## Problem:
In the text on America's shifting global role, what event marked the start of the global rebalancing it describes?

— Start Supplied text —

Of course, it is about all these decisions. But in every case, those decisions, and even the critics of those decisions, have failed to realize how they have played into, helped cause, and now accelerate a fundamental shift in global realities—the centrifugal redistribution of power and influence in the international system that has brought to an end the “American century.” The United States has become just another power in a system for which it no longer sets or enforces the rules, if it ever really did.
Both political parties fail to cope with this reality. Democrats and liberals insist that Trump’s foreign-policy decisions threaten the “rules-based” international order America built and dominated. A simple change in leadership, they believe, can restore order and America’s primacy. Republicans demand bellicose American assertiveness, believing that force and military strength guarantee that the world will behave. Columnists bewail America’s declining status, arguing that greater investment in allies and diplomacy, combined with military engagement might reverse the tide. Think tanks scurry to define new national security and military policies that can put America back on top.
This debate is a circular firing squad. Both liberal Democrats and conservative Republicans are struggling to recreate a myth: that the U.S. dominates the world by dint of power, values, wisdom, even God’s decisions. America, and only America, can bring order and security to the world. Any other option spells chaos.
The latest foreign policy whim—withdrawing from the nuclear agreement with Iran—is the most recent nail in the coffin lid in which the myth is buried. Rather than restore leadership, withdrawing from the agreement simply accelerates the global rebalancing already underway, a tectonic shift that began with the disappearance of the Soviet Union and the end of the Cold War. The signs are everywhere.
In the Middle East, the power shift is palpable. The United States has treated Iran as a pariah since 1979, trying to stuff the ayatollahs back into some imaginary bottle, hoping that they will go away or be overthrown. This approach has failed, and the withdrawal from the nuclear deal will only make that failure more evident. Iran is a regional power, defending its interests, engaging other powers and movements inside and outside the region, such as Russia. U.S. regime change in Iraq not only destabilized the region but helped usher the Iranians into this active regional role. The other influential countries in the region, particularly Saudi Arabia and Israel, will have to deal with this reality.
In addition to these three countries, Russia is also key to regional stability and instability. There’s no way of pushing the Russians out, short of direct conflict. Nor can Turkey be forced to comply with American policy. It is clearly asserting its own interests and influence in three directions at the same time: Central Asia and Russia, Europe, and the Middle East. The invasion of Iraq may have helped open this Pandora’s box. The U.S. is rapidly becoming a marginal player in the chaotic security environment of the Middle East.
In Asia, decades of U.S. condemnation and containment of China have failed. How dare China rise? How dare China steal intellectual property, stifle democracy, arm its artificial islands in the South China Sea, develop a powerful military, mess in Africa (complete with a military base in Djibouti), and intrude into Latin America? And yet, to paraphrase Galileo, “they move.” There is a new, global, competitive player in the system, a reality the United States can not contain or reverse. That player is disrupting that lovely system of rules, acting without U.S. permission or approval. It is even creating new international institutions—an infrastructure development bank and a global trading infrastructure programs (the Belt and Road initiative) to which the U.S. is not even a party. The balance has changed, permanently, and the rules are being rewritten, whether the United States likes it or not.

— End Supplied text —
— Start Dataset excerpts —

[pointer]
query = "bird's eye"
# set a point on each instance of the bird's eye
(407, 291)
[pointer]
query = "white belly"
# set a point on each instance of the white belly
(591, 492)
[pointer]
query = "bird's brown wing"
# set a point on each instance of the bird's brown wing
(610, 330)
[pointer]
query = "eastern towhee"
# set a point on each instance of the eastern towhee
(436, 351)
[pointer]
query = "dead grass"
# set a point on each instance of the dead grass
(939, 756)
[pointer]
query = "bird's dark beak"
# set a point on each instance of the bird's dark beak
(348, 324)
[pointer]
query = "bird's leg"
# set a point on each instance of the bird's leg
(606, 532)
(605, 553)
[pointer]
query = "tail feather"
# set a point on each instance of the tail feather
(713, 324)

— End Dataset excerpts —

## Complete output:
The disappearance of the Soviet Union and the end of the Cold War.